[Saved entries]
*** Block opens ***

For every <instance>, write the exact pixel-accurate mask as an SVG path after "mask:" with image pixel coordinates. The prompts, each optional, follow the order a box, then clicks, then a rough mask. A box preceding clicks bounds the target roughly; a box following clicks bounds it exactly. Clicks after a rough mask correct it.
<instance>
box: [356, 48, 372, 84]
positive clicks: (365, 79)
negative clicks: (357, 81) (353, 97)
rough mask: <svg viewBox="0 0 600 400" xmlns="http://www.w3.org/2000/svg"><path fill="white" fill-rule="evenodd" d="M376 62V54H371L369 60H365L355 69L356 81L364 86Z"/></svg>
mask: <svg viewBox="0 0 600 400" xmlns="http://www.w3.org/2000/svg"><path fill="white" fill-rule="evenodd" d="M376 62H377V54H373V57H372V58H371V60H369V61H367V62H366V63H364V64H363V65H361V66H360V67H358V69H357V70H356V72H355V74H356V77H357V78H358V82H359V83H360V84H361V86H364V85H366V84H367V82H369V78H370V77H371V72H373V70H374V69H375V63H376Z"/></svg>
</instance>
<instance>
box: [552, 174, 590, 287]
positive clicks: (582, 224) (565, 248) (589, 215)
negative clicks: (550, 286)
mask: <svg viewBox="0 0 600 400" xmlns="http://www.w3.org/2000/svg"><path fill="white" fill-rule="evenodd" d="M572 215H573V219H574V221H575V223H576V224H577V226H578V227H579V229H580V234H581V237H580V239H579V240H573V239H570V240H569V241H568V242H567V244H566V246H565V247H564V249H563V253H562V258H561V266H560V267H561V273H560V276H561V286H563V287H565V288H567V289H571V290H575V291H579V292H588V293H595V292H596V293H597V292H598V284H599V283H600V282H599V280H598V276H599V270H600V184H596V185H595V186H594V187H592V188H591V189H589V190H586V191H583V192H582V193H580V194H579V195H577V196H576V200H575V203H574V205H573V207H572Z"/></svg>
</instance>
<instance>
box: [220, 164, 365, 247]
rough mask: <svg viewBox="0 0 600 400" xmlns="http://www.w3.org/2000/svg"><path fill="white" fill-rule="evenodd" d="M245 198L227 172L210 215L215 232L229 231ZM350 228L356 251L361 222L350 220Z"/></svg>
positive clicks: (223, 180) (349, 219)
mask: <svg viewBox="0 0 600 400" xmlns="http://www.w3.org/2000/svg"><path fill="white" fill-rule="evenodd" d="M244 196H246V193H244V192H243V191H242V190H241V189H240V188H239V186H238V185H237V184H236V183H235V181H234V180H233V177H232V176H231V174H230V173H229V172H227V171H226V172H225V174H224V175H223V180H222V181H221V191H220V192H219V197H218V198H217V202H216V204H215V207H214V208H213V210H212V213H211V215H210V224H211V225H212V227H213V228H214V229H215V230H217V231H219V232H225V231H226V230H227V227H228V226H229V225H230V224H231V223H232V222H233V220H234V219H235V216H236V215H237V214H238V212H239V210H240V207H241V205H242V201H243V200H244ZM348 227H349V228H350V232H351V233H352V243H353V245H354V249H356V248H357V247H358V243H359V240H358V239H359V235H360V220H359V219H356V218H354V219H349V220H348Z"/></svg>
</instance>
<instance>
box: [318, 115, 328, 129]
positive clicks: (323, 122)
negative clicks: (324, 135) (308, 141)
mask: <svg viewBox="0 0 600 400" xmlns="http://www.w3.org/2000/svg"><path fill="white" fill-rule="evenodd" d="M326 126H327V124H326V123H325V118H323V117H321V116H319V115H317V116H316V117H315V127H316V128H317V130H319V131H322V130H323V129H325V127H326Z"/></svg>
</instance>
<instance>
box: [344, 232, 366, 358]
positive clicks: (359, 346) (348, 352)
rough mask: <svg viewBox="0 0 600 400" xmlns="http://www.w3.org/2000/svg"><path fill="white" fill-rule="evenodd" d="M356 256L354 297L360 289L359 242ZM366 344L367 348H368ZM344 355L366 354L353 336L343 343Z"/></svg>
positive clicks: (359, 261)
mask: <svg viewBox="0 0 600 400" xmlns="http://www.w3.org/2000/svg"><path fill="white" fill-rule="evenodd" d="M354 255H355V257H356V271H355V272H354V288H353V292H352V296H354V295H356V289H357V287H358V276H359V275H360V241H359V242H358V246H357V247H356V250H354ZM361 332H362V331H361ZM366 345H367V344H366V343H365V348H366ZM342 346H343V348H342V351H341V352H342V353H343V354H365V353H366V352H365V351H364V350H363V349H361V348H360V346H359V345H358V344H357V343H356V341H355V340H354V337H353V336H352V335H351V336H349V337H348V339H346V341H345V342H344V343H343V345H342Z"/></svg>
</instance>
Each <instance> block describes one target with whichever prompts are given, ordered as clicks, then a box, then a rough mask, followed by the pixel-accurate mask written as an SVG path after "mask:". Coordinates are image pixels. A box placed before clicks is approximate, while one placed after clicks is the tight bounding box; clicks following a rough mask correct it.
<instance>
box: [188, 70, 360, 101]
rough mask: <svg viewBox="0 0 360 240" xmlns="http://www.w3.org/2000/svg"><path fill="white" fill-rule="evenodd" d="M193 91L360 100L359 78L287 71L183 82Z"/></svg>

*** Block closes ***

What is expected:
The answer must be the data above, repeated exactly as it stands.

Solution to the exercise:
For every <instance>, write the exact pixel-accurate mask as an SVG path after "mask:" with image pixel coordinates. The prompts, each optional, follow the order a box, then clicks, then a rough mask. A box preceding clicks bounds the target roughly; a box following clicks bounds it exactly. Clicks after a rough mask correct it.
<instance>
box: [356, 48, 372, 84]
positive clicks: (365, 79)
negative clicks: (357, 81) (353, 97)
rough mask: <svg viewBox="0 0 600 400" xmlns="http://www.w3.org/2000/svg"><path fill="white" fill-rule="evenodd" d="M376 62V54H371L369 60H365L355 69L356 81L364 86Z"/></svg>
mask: <svg viewBox="0 0 600 400" xmlns="http://www.w3.org/2000/svg"><path fill="white" fill-rule="evenodd" d="M376 62H377V54H373V57H372V58H371V60H369V61H367V62H366V63H364V64H363V65H361V66H360V67H358V69H357V70H356V72H355V74H356V77H357V78H358V82H359V83H360V84H361V86H364V85H366V84H367V82H369V78H370V77H371V72H373V70H374V69H375V63H376Z"/></svg>
</instance>
<instance>
box: [552, 174, 590, 287]
positive clicks: (582, 224) (565, 248) (589, 215)
negative clicks: (550, 286)
mask: <svg viewBox="0 0 600 400" xmlns="http://www.w3.org/2000/svg"><path fill="white" fill-rule="evenodd" d="M572 215H573V219H574V221H575V223H576V224H577V226H578V227H579V229H580V234H581V237H580V239H579V240H573V239H570V240H569V241H568V242H567V244H566V246H565V247H564V249H563V253H562V258H561V266H560V267H561V273H560V276H561V286H563V287H565V288H567V289H571V290H575V291H579V292H588V293H595V292H596V293H597V292H598V284H599V283H600V282H599V280H598V276H599V270H600V184H596V185H595V186H594V187H592V188H591V189H589V190H586V191H583V192H582V193H580V194H579V195H577V196H576V200H575V203H574V205H573V207H572Z"/></svg>
</instance>
<instance>
box: [220, 164, 365, 247]
rough mask: <svg viewBox="0 0 600 400" xmlns="http://www.w3.org/2000/svg"><path fill="white" fill-rule="evenodd" d="M245 198L227 172L210 215L215 232L229 231ZM350 228L356 251L361 222L350 220Z"/></svg>
positive clicks: (223, 180) (349, 219)
mask: <svg viewBox="0 0 600 400" xmlns="http://www.w3.org/2000/svg"><path fill="white" fill-rule="evenodd" d="M244 196H246V193H244V192H243V191H242V190H241V189H240V188H239V186H238V185H237V184H236V183H235V181H234V180H233V177H232V176H231V174H230V173H229V172H227V171H226V172H225V174H224V175H223V180H222V181H221V191H220V192H219V197H218V198H217V202H216V204H215V207H214V208H213V210H212V213H211V215H210V224H211V225H212V227H213V228H214V229H215V230H217V231H219V232H225V231H226V230H227V227H228V226H229V225H230V224H231V223H232V222H233V220H234V219H235V216H236V215H237V214H238V212H239V210H240V207H241V205H242V201H243V200H244ZM348 227H349V228H350V232H351V233H352V243H353V245H354V249H356V248H357V247H358V243H359V240H358V239H359V235H360V220H359V219H356V218H354V219H349V220H348Z"/></svg>
</instance>
<instance>
box: [318, 115, 328, 129]
positive clicks: (323, 122)
negative clicks: (324, 135) (308, 141)
mask: <svg viewBox="0 0 600 400" xmlns="http://www.w3.org/2000/svg"><path fill="white" fill-rule="evenodd" d="M326 126H327V124H326V123H325V118H323V117H321V116H319V115H317V116H316V117H315V127H316V128H317V130H319V131H322V130H323V129H325V127H326Z"/></svg>
</instance>
<instance>
box: [344, 232, 366, 358]
positive clicks: (359, 346) (348, 352)
rough mask: <svg viewBox="0 0 600 400" xmlns="http://www.w3.org/2000/svg"><path fill="white" fill-rule="evenodd" d="M356 256L354 297L360 289L359 242ZM366 344L367 348H368ZM344 355L366 354L353 336L343 343Z"/></svg>
positive clicks: (359, 261)
mask: <svg viewBox="0 0 600 400" xmlns="http://www.w3.org/2000/svg"><path fill="white" fill-rule="evenodd" d="M354 255H355V257H356V271H355V272H354V288H353V292H352V296H354V295H356V289H357V287H358V276H359V275H360V241H359V242H358V246H357V247H356V250H354ZM361 332H362V331H361ZM366 345H367V344H366V343H365V348H366ZM342 346H343V348H342V351H341V352H342V353H343V354H365V353H366V352H365V351H364V350H363V349H361V348H360V346H359V345H358V344H357V343H356V341H355V340H354V337H353V336H352V335H351V336H349V337H348V339H346V341H345V342H344V343H343V345H342Z"/></svg>
</instance>
Each <instance> block describes one target with whichever prompts are given, ordered as clicks, then a box, then a rough mask, followed by the pixel-accurate mask written as an SVG path after "mask:". Coordinates are image pixels. A box placed before clicks is approximate, while one placed after clicks is the tight bounding box; clicks following a rough mask correct it.
<instance>
box: [188, 70, 360, 101]
rough mask: <svg viewBox="0 0 360 240" xmlns="http://www.w3.org/2000/svg"><path fill="white" fill-rule="evenodd" d="M193 91L360 100L359 78L287 71L183 82Z"/></svg>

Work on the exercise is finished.